■ 課題 ■
次に示す「遺書」の書評を、一字も変えずに全文書き写してください。

■ 提示文 ■
---

2009年10月08日

【書評】「松本」の「遺書」

(書名)「松本」の「遺書」
(価格)¥648 -> 古本で105円
(著者)松本人志
(出版)朝日文庫/1997

(読書の狙い)

・発売当時以来改めて読み直すと、「松本人志」という人物像に何か新しい発見があるのではないか
・昔の自分の思考を思い出し、自分自身についても新たな発見があるのではないか

(読書前の予想)
・軽く読めるか、深く読み込めるかのどちらかだろう
・ラジオ番組、映画、結婚を経た今とでは、かなり読後感に隔たりがあるのではないか

(読書後の所感)

かつて「遺書」を読んだのは、単行本発売間もなくの、自分が高校1年か2年の頃だった。
1994年10月の発行だから、今(2009年10月)から15年前のことだ。

高校と並行して予備校に通うようになって再開した小学校の頃の同級生が、半ば無理矢理貸してくれたものだった。

当時は「ごっつええ感じ」全盛で、クラスでは毎日のように誰かがコントの話をしたり、真似をしたりしていたものだ。
今でこそ「松本人志の放送室」を全回コンプするほど松本人志の笑いが好きだが、正直僕はそのころ、ダウンタウンが好きじゃなかった。

当時僕は多感でとんがっていたし、メインストリームたるダウンタウンにむらがる同世代のにやけた同調圧力は我慢ならなかった。

---

■ 記録情報 ■
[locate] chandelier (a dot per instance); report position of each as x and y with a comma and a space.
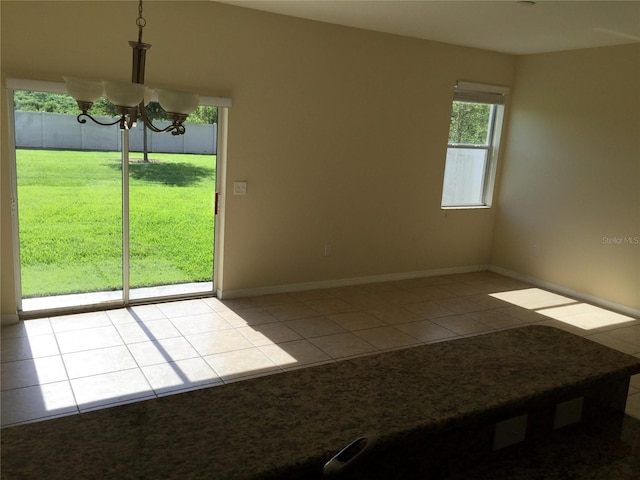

---

■ 解答 ■
2009年10月08日

【書評】「松本」の「遺書」

(書名)「松本」の「遺書」
(価格)¥648 -> 古本で105円
(著者)松本人志
(出版)朝日文庫/1997

(読書の狙い)

・発売当時以来改めて読み直すと、「松本人志」という人物像に何か新しい発見があるのではないか
・昔の自分の思考を思い出し、自分自身についても新たな発見があるのではないか

(読書前の予想)
・軽く読めるか、深く読み込めるかのどちらかだろう
・ラジオ番組、映画、結婚を経た今とでは、かなり読後感に隔たりがあるのではないか

(読書後の所感)

かつて「遺書」を読んだのは、単行本発売間もなくの、自分が高校1年か2年の頃だった。
1994年10月の発行だから、今(2009年10月)から15年前のことだ。

高校と並行して予備校に通うようになって再開した小学校の頃の同級生が、半ば無理矢理貸してくれたものだった。

当時は「ごっつええ感じ」全盛で、クラスでは毎日のように誰かがコントの話をしたり、真似をしたりしていたものだ。
今でこそ「松本人志の放送室」を全回コンプするほど松本人志の笑いが好きだが、正直僕はそのころ、ダウンタウンが好きじゃなかった。

当時僕は多感でとんがっていたし、メインストリームたるダウンタウンにむらがる同世代のにやけた同調圧力は我慢ならなかった。